%%

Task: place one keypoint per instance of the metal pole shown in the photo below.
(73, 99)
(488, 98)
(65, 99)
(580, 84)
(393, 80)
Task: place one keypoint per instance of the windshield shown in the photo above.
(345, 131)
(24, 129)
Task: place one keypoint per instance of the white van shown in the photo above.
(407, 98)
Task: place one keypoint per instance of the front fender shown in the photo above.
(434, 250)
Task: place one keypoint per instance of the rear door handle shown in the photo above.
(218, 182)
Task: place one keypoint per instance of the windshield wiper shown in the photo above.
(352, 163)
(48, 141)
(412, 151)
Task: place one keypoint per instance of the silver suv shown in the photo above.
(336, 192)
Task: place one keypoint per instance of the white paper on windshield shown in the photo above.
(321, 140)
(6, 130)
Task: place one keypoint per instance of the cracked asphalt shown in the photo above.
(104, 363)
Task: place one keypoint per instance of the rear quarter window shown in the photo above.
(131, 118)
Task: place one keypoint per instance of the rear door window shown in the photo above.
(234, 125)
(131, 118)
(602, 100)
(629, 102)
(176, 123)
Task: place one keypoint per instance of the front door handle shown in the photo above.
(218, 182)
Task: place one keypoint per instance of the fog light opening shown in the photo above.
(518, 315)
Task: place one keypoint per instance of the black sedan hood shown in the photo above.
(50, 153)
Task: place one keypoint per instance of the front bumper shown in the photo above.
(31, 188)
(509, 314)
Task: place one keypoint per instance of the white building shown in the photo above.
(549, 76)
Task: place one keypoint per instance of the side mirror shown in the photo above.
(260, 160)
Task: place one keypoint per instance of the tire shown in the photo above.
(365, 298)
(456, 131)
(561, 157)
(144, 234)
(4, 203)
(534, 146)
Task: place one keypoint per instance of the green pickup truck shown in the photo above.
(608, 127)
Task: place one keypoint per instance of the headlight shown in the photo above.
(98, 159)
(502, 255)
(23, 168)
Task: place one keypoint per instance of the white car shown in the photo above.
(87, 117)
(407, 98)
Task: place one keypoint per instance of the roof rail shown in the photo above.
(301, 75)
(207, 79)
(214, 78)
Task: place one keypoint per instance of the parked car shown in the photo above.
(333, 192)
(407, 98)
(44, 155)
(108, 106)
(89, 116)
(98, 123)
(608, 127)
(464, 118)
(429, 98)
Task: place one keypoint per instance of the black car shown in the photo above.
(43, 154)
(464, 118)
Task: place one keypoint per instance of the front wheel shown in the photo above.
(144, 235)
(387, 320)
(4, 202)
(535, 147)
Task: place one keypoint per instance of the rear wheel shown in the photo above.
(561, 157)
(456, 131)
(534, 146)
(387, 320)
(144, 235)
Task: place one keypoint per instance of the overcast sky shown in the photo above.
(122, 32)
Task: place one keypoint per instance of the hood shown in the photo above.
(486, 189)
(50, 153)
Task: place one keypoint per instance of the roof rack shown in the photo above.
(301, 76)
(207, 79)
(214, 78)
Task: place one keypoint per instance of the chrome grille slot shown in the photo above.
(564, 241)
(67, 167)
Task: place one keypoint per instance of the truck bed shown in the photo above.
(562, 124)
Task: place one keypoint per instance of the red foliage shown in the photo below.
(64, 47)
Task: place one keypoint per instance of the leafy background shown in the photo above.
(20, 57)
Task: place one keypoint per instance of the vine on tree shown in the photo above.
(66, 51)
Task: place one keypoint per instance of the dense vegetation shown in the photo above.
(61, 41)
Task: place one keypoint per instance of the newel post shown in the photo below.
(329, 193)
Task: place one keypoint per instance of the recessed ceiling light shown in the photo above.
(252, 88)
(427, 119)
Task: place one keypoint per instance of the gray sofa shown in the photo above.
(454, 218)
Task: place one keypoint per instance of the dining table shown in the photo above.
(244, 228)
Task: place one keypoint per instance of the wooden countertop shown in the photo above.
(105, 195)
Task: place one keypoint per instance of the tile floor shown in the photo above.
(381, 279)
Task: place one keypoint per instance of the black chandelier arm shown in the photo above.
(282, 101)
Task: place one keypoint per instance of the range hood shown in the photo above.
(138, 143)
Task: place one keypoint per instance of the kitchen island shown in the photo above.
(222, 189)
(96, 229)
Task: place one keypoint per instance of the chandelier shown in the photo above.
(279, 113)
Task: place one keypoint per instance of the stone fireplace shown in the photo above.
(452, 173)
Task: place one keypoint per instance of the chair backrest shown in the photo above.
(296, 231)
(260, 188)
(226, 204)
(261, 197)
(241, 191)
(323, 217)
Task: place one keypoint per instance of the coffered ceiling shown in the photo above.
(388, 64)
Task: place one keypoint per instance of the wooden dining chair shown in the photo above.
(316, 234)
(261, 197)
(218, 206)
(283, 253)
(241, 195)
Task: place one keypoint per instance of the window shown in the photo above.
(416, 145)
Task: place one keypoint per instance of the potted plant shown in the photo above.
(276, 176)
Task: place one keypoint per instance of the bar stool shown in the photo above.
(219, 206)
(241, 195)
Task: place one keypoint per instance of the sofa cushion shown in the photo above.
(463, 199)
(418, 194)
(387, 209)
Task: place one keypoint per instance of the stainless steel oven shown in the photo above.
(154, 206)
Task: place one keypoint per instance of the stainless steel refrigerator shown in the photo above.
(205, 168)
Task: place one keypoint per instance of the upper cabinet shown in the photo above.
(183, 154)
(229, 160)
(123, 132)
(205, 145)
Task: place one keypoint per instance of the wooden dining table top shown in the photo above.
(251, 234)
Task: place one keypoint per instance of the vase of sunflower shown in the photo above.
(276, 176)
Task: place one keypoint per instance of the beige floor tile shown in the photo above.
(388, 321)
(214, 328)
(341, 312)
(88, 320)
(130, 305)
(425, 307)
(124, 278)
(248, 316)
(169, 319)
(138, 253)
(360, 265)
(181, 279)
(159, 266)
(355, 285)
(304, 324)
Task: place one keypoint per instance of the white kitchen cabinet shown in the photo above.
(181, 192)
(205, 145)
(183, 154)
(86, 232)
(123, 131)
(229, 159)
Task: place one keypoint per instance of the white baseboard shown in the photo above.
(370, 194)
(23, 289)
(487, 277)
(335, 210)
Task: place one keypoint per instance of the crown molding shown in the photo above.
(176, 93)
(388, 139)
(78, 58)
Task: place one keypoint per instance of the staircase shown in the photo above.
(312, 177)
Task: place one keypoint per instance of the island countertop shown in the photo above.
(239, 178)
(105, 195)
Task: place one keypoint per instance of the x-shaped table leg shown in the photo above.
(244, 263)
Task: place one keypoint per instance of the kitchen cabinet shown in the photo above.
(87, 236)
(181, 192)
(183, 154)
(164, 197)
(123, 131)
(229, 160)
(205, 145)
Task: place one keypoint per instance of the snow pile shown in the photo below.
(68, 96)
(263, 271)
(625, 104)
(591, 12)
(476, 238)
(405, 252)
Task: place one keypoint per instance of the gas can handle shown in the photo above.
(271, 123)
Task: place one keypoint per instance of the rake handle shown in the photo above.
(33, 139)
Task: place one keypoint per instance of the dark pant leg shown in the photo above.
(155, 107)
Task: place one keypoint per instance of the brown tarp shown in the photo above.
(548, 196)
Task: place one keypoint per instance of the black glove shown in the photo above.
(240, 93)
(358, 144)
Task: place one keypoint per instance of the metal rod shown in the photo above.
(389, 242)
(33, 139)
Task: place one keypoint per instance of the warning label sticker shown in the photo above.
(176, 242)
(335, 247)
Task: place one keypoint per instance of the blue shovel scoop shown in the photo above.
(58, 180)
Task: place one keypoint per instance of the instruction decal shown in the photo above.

%%

#### PROBLEM TO SOLVE:
Word for word, set down all of the records above.

#### WORKED SOLUTION:
Task: place one keypoint per instance of the metal pole shown in the photo below.
(73, 99)
(488, 98)
(65, 99)
(580, 84)
(393, 80)
Task: place one keypoint per instance of the windshield shown in the photo above.
(345, 131)
(24, 129)
Task: place one keypoint per instance of the white van shown in the photo above.
(407, 98)
Task: place one keypoint per instance of the front fender shown in the photo above.
(434, 250)
Task: place one keypoint per instance of the rear door handle shown in the photo above.
(218, 182)
Task: place one keypoint per instance of the windshield wiper shown in the photo above.
(352, 163)
(48, 141)
(412, 151)
Task: place one keypoint per instance of the silver suv shown in the photo above.
(336, 192)
Task: place one keypoint per instance of the white paper on windshield shown in the photo above.
(321, 140)
(6, 130)
Task: place one keypoint per instance of the cracked asphalt shown in the photo above.
(104, 363)
Task: place one keypoint per instance of the rear quarter window shown in the photo above.
(131, 118)
Task: place one keypoint per instance of the rear door window shown in the photo above.
(234, 125)
(131, 118)
(602, 100)
(629, 102)
(176, 123)
Task: place one keypoint per instance of the front door handle shown in the photo above.
(218, 182)
Task: place one keypoint per instance of the fog light opening shown in the photo above.
(518, 315)
Task: place one keypoint per instance of the black sedan hood shown in the photo above.
(50, 153)
Task: place one keypoint per instance of the front bumper shown in the photo above.
(31, 188)
(509, 314)
Task: place one keypoint per instance of the white building shown in the photo above.
(549, 76)
Task: place one keypoint per instance of the side mirror shown in the photo above.
(260, 160)
Task: place one keypoint per instance of the tire shown in the photo above.
(365, 298)
(456, 131)
(561, 157)
(144, 234)
(4, 203)
(534, 146)
Task: place one keypoint per instance of the green pickup truck shown in the photo above.
(608, 127)
Task: place one keypoint per instance of the headlight shown in the photo above.
(98, 159)
(502, 255)
(23, 168)
Task: place one keypoint per instance of the white car shown in the photo above.
(87, 117)
(407, 98)
Task: place one keypoint per instance of the roof rail shown in the photo above.
(301, 75)
(207, 79)
(214, 78)
Task: place one keypoint per instance of the parked car shown in the photo above.
(333, 192)
(407, 98)
(44, 155)
(108, 106)
(89, 116)
(98, 123)
(608, 127)
(464, 118)
(429, 98)
Task: place one keypoint per instance of the black car shown in the photo above.
(43, 154)
(464, 118)
Task: place one keypoint per instance of the front wheel shown in the photo above.
(144, 235)
(387, 320)
(4, 202)
(535, 147)
Task: place one keypoint per instance of the rear wheel shown in the photo above.
(561, 157)
(456, 131)
(534, 146)
(387, 320)
(144, 235)
Task: place one keypoint per instance of the overcast sky shown in the photo above.
(122, 32)
Task: place one keypoint per instance of the hood shown in the photo above.
(486, 189)
(50, 153)
Task: place one keypoint per instance of the roof rack shown in the photo above.
(301, 76)
(207, 79)
(214, 78)
Task: place one keypoint per instance of the chrome grille slot shown in the photo above.
(564, 241)
(67, 167)
Task: place one keypoint per instance of the truck bed shown in the photo above.
(562, 124)
Task: place one keypoint per instance of the red foliage shown in the photo below.
(64, 47)
Task: place one keypoint per instance of the leafy background shown in the photo above.
(20, 57)
Task: place one keypoint per instance of the vine on tree shown in the photo above.
(66, 51)
Task: place one keypoint per instance of the dense vegetation shown in the photo above.
(61, 41)
Task: place one keypoint per instance of the newel post shown in the photo below.
(329, 193)
Task: place one keypoint per instance of the recessed ceiling light shown in the photo above.
(252, 88)
(427, 119)
Task: place one keypoint per instance of the gray sofa shown in the photo above.
(454, 218)
Task: place one keypoint per instance of the dining table shown in the photo above.
(244, 228)
Task: place one keypoint per instance of the wooden countertop shown in the photo above.
(105, 195)
Task: place one keypoint per instance of the tile floor shown in the photo above.
(381, 279)
Task: place one keypoint per instance of the black chandelier arm shown in the photo above.
(282, 101)
Task: place one keypoint per instance of the range hood shown in the photo above.
(138, 143)
Task: place one keypoint per instance of the kitchen island shown in the photo above.
(222, 189)
(96, 229)
Task: place one keypoint per instance of the chandelier shown in the photo above.
(279, 113)
Task: place one keypoint per instance of the stone fireplace shown in the photo above.
(452, 173)
Task: place one keypoint per instance of the chair backrest shown in the photo above.
(296, 231)
(260, 188)
(226, 204)
(261, 197)
(241, 191)
(323, 217)
Task: place one keypoint per instance of the coffered ceiling shown in the photo above.
(388, 64)
Task: place one keypoint per instance of the wooden dining chair shown in the photo above.
(316, 234)
(261, 197)
(218, 206)
(283, 253)
(241, 195)
Task: place one keypoint per instance of the window shown in the photo above.
(416, 145)
Task: place one keypoint per instance of the potted plant shown in the photo above.
(276, 176)
Task: place one keypoint per instance of the bar stool shown in the photo above.
(219, 206)
(241, 195)
Task: place one keypoint per instance of the sofa cushion shown in the photo above.
(463, 199)
(418, 194)
(387, 209)
Task: place one keypoint per instance of the stainless steel oven shown in the photo above.
(154, 206)
Task: place one keypoint per instance of the stainless steel refrigerator shown in the photo above.
(205, 168)
Task: place one keypoint per instance of the upper cabinet shown in the photo above.
(183, 154)
(229, 160)
(123, 132)
(205, 145)
Task: place one keypoint per instance of the wooden dining table top shown in the photo above.
(251, 234)
Task: place one keypoint per instance of the vase of sunflower shown in the photo above.
(276, 176)
Task: place one keypoint per instance of the beige floor tile shown in the photo above.
(388, 321)
(214, 328)
(341, 312)
(88, 320)
(130, 305)
(425, 307)
(124, 278)
(248, 316)
(169, 319)
(138, 253)
(360, 265)
(181, 279)
(159, 266)
(355, 285)
(304, 324)
Task: place one keypoint per instance of the white kitchen cabinet shown in the photo above.
(181, 192)
(205, 145)
(183, 154)
(86, 232)
(123, 131)
(229, 159)
Task: place one keypoint per instance of the white baseboard shown in the photo above.
(370, 194)
(23, 289)
(487, 277)
(335, 210)
Task: place one keypoint per instance of the crown molding shown in the photo above.
(176, 93)
(388, 139)
(78, 58)
Task: place one keypoint per instance of the staircase shown in the photo above.
(312, 177)
Task: place one keypoint per instance of the island countertop shown in the photo above.
(239, 178)
(105, 195)
Task: place one keypoint per instance of the x-shaped table leg shown in the photo above.
(244, 263)
Task: place one keypoint per instance of the kitchen cabinet shown in the photo above.
(87, 236)
(181, 192)
(183, 154)
(164, 197)
(123, 131)
(229, 160)
(205, 145)
Task: place one keypoint per instance of the snow pile shown in the photo below.
(68, 96)
(263, 271)
(625, 104)
(591, 12)
(476, 238)
(405, 252)
Task: place one keypoint per instance of the gas can handle shown in the photo above.
(271, 123)
Task: place one keypoint per instance of the rake handle shown in the photo above.
(33, 139)
Task: place one keypoint per instance of the dark pant leg shown in the photo above.
(155, 107)
Task: place one keypoint per instance of the brown tarp shown in the photo above.
(548, 196)
Task: place one keypoint per instance of the black glove shown in the photo above.
(240, 93)
(358, 144)
Task: place one keypoint per instance of the metal rod shown in the photo above.
(389, 242)
(33, 139)
Task: place one keypoint per instance of the warning label sticker shown in the photo above.
(176, 242)
(335, 247)
Task: place one keypoint per instance of the blue shovel scoop shown in the photo above.
(58, 180)
Task: place one keypoint per instance of the instruction decal shown in the photo above.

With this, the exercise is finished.